#### [Instruction a]
Return every line of the records that contains the string "dryer". Case counts.

#### [Text passage]
------------------------

2. The appellants shall pay the respondent’s costs” (sic)


SUBMISSIONS BEFORE THIS COURT


ON THE PRELIMINARY ISSUE

[17] Mr Magwaliba counsel for the respondents raised a preliminary issue to the effect that the appellant’s grounds of appeal numbers 1, 3 and 6 are not concise and are vague and embarrassing. Counsel submitted that the offending grounds ought to be struck out with costs.


[18] Mr Mapuranga counsel for the appellant submitted that the grounds of appeal are clear as they inform the court of what is being challenged. He objected to the respondent being awarded costs on the preliminary issue arguing that the appeal is still pending before the court.


[19] After hearing the parties’ submissions on the preliminary issue the court ordered that ground of appeal number 1 be struck out. With regards grounds of appeal 3 and 6, the court ruled that though they were not elegantly formulated they could be related to.

ON THE MERITS

[20] Mr Mapuranga argued that after the merger, the market share shows scary figures which indicates that Innscor’s share in the market had risen to 57% when the next biggest competitor’s share was 11%. He submitted that the merger had intergrated Profeeds and National Foods which were the second biggest and biggest producers of stock feeds. He further submitted that the merger had resulted in Profeeds and National Foods having concentrated power and control of the stock feeds industry. He further submitted that the merger created a monopoly and is contrary to public interest. Counsel submitted that too much control in one entity is contrary to public interest. He submitted that the respondents’ merger having been consummated without notification for three years and nine months, violated the provisions of the Act. He further submitted that the court a quo erred when it interfered with the penalty imposed by the appellant on the basis of only one of the factors provided in s 34A (5) of the Act. He concluded his submissions by stating that the court a quo erred when it interfered with the penalty imposed by the appellant without considering all of the seven factors provided in s 34A (5) of the Act. On the meaning of “the year preceding” he submitted that in terms of s 34A (4) it means the year preceding the imposition of the penalty. In conclusion he prayed that the appeal be allowed with costs.


[21] Per contra, Mr Magwaliba submitted that before the court a quo, the appellant had to lead evidence which it failed to do. He submitted that appellant should have led evidence because an appeal in the Administrative Court is an appeal in a wide sense. He further submitted that the court a quo correctly interfered with the decision of the appellant that the merger was contrary to the public interest because it pointed out the benefits the merger gave to consumers such as the introduction by Profeeds of the training of farmers. On the interference with the penalty imposed by the appellant he, without disputing that the court a quo relied on only one of the factors provided by s 34A (5) of the Act, submitted that the phrase “the year preceding” refers to the year preceding the merger and not the year preceding the imposition of the penalty. He, further submitted that the court a quo did not only consider the benefits of the merger to the respondents as it also considered its benefits to consumers of the respondent’s products. He therefore submitted that the merger was not contrary to the public interest. In conclusion he prayed that the appeal be dismissed with costs.

ISSUES FOR DETERMINATION

[22] The following issues arise for determination by this Court:

  1. Whether or not the court a quo erred in finding that the merger was not contrary to the public interest.

  2. Whether or not the court a quo erred in holding that the monetary penalty was not justified.

APPLICATION OF THE LAW TO THE FACTS

Whether or not the court a quo erred in finding that the merger was not contrary to the public interest.

------------------------

#### [Instruction b]
According to the court judgment, which ground of appeal did the court order struck out after hearing the preliminary issue?

#### [Task data]
------------------------

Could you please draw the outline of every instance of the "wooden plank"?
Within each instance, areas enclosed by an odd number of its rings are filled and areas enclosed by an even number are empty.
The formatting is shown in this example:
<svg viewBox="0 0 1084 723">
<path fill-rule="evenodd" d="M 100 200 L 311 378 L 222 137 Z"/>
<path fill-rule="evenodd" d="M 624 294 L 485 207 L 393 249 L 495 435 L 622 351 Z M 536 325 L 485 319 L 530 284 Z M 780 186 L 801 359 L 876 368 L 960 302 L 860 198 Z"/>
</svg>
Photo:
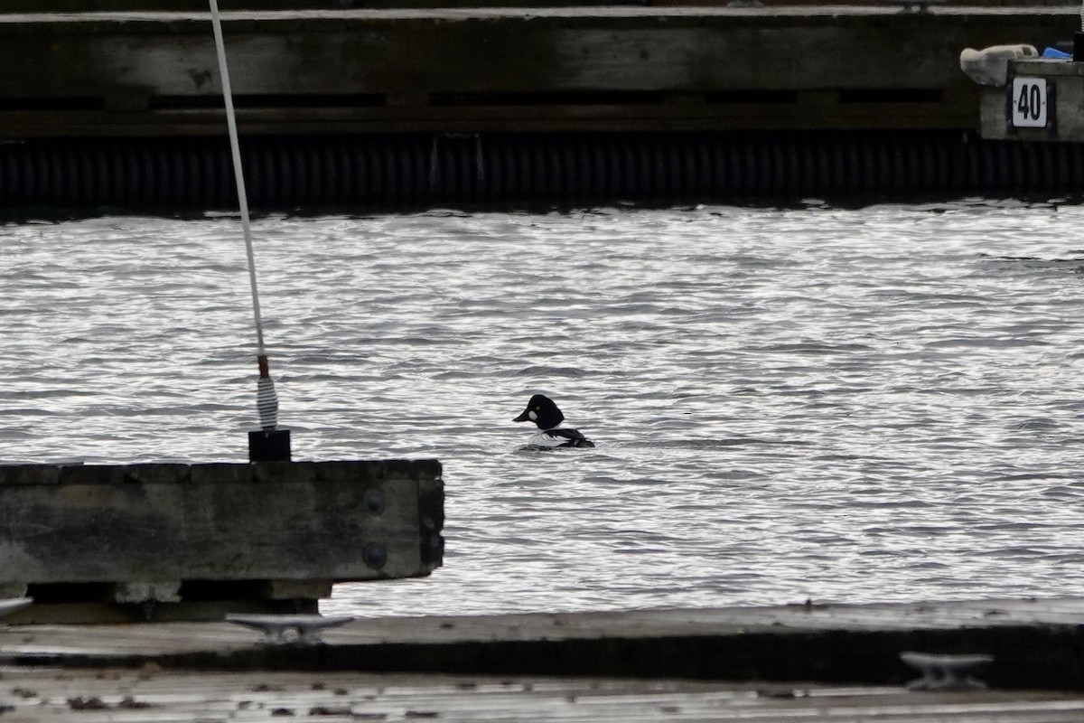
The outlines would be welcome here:
<svg viewBox="0 0 1084 723">
<path fill-rule="evenodd" d="M 245 132 L 971 129 L 978 93 L 960 49 L 1002 42 L 1006 27 L 1056 37 L 1072 17 L 1066 8 L 311 10 L 228 13 L 227 40 Z M 0 14 L 0 38 L 11 59 L 0 69 L 4 137 L 221 133 L 205 14 Z M 853 102 L 643 100 L 764 91 L 848 91 Z M 450 113 L 433 102 L 456 98 L 475 104 Z M 184 102 L 191 112 L 176 107 Z"/>
<path fill-rule="evenodd" d="M 17 721 L 1080 721 L 1084 696 L 898 687 L 356 673 L 176 673 L 3 668 Z"/>
<path fill-rule="evenodd" d="M 993 612 L 993 615 L 991 615 Z M 0 662 L 816 680 L 916 679 L 904 651 L 990 655 L 1001 688 L 1084 688 L 1084 599 L 358 619 L 320 646 L 224 623 L 11 625 Z"/>
</svg>

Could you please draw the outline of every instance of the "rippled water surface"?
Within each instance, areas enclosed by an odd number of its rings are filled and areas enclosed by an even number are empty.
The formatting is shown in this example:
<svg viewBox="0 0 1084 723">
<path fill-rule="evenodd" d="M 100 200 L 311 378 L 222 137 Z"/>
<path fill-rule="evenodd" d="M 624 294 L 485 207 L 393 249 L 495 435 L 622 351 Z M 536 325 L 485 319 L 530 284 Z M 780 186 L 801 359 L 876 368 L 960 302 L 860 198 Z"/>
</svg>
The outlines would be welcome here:
<svg viewBox="0 0 1084 723">
<path fill-rule="evenodd" d="M 327 611 L 1080 594 L 1084 208 L 270 217 L 295 459 L 438 457 L 444 567 Z M 0 460 L 242 461 L 232 218 L 0 227 Z M 598 447 L 517 451 L 532 392 Z"/>
</svg>

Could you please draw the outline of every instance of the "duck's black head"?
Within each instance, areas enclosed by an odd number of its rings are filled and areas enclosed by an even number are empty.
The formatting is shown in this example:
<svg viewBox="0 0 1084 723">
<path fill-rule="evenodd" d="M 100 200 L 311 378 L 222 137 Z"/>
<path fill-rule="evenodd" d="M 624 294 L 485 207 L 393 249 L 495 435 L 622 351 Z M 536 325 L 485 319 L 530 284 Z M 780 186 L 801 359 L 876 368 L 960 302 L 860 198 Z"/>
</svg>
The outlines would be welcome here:
<svg viewBox="0 0 1084 723">
<path fill-rule="evenodd" d="M 544 395 L 531 397 L 524 413 L 513 419 L 513 422 L 533 422 L 539 429 L 553 429 L 564 421 L 565 415 L 560 413 L 553 400 Z"/>
</svg>

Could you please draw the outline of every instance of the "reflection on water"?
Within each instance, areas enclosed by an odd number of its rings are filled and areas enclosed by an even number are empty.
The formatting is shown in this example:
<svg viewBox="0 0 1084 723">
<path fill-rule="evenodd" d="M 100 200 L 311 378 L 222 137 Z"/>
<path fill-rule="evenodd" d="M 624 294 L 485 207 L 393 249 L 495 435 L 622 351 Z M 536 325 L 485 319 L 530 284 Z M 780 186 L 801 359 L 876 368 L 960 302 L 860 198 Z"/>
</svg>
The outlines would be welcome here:
<svg viewBox="0 0 1084 723">
<path fill-rule="evenodd" d="M 328 611 L 1079 593 L 1084 210 L 256 222 L 297 459 L 438 457 L 444 567 Z M 228 218 L 0 227 L 0 459 L 238 461 Z M 517 452 L 541 391 L 594 450 Z"/>
</svg>

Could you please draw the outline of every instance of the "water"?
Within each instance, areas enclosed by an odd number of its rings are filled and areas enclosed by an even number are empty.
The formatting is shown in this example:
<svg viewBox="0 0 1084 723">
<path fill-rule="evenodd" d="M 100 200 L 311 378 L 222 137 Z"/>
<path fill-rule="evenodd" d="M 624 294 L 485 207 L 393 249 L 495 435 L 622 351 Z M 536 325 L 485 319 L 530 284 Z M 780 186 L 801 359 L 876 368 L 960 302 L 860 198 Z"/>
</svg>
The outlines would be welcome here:
<svg viewBox="0 0 1084 723">
<path fill-rule="evenodd" d="M 438 457 L 358 615 L 1079 594 L 1084 207 L 270 217 L 295 459 Z M 0 227 L 0 460 L 242 461 L 237 221 Z M 517 451 L 541 391 L 595 450 Z"/>
</svg>

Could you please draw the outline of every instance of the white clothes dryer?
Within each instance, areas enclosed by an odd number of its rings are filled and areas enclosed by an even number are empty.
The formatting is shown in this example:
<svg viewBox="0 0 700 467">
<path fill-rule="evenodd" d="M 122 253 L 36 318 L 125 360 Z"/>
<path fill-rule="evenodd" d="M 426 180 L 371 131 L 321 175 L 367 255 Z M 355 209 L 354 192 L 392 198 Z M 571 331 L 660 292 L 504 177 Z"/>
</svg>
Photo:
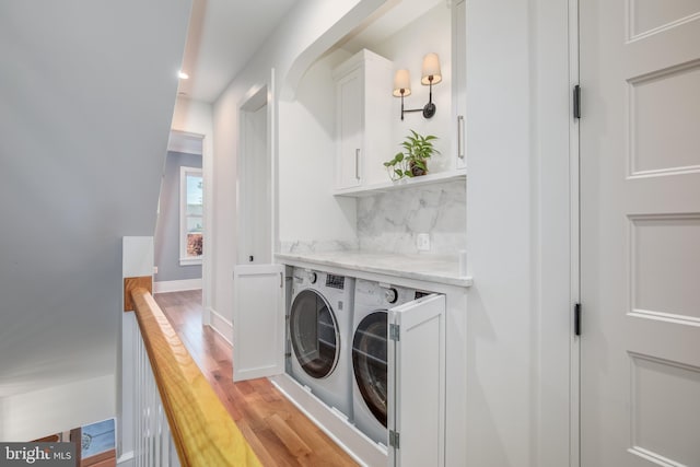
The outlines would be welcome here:
<svg viewBox="0 0 700 467">
<path fill-rule="evenodd" d="M 288 336 L 291 376 L 352 418 L 350 337 L 354 279 L 294 268 Z"/>
<path fill-rule="evenodd" d="M 352 411 L 355 427 L 388 443 L 388 310 L 427 295 L 415 289 L 357 279 L 352 337 Z"/>
</svg>

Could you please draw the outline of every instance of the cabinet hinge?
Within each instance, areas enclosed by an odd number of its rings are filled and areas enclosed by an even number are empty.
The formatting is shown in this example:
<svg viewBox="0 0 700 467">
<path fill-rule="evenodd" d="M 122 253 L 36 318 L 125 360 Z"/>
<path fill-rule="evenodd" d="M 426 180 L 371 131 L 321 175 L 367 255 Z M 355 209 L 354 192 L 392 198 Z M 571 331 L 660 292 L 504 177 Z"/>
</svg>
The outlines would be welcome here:
<svg viewBox="0 0 700 467">
<path fill-rule="evenodd" d="M 394 430 L 389 430 L 389 446 L 398 450 L 399 448 L 399 433 Z"/>
</svg>

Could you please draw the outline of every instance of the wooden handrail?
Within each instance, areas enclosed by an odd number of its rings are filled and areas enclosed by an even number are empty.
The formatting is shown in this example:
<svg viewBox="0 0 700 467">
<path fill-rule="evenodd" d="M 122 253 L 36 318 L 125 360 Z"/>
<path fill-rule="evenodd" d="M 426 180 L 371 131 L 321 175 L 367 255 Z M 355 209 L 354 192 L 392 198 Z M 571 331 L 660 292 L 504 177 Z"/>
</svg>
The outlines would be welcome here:
<svg viewBox="0 0 700 467">
<path fill-rule="evenodd" d="M 180 464 L 260 466 L 151 293 L 136 288 L 131 297 Z"/>
</svg>

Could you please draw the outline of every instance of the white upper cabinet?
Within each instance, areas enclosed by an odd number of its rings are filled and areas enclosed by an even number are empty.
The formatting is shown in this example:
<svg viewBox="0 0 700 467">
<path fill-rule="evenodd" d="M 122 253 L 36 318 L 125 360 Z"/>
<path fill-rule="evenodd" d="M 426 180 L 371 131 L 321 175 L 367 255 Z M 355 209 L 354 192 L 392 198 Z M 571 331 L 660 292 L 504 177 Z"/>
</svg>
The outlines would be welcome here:
<svg viewBox="0 0 700 467">
<path fill-rule="evenodd" d="M 336 189 L 386 180 L 392 61 L 363 49 L 334 70 L 337 98 Z"/>
</svg>

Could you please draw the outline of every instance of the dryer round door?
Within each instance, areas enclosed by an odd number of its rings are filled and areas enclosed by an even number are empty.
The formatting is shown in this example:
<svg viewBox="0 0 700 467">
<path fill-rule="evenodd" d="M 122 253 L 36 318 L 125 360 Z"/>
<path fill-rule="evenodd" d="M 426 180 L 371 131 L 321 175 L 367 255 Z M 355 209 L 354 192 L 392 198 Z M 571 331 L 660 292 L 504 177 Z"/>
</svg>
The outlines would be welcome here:
<svg viewBox="0 0 700 467">
<path fill-rule="evenodd" d="M 313 289 L 294 297 L 289 335 L 301 367 L 317 380 L 329 376 L 340 354 L 338 322 L 326 299 Z"/>
<path fill-rule="evenodd" d="M 365 316 L 354 331 L 352 367 L 364 404 L 386 427 L 387 386 L 387 322 L 386 311 Z"/>
</svg>

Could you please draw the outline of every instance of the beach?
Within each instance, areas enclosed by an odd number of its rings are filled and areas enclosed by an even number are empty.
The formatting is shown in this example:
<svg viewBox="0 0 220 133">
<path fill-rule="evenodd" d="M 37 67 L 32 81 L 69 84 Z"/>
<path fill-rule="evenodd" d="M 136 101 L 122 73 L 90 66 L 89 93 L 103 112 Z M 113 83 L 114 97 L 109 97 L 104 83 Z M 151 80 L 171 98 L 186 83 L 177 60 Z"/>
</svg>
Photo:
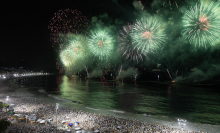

------------------------

#### [Result a]
Could you please draw the outline of every instance of the white clothes dryer?
Could you please draw the outline of every instance of the dryer round door?

#### [Result b]
Ground of appeal number 1.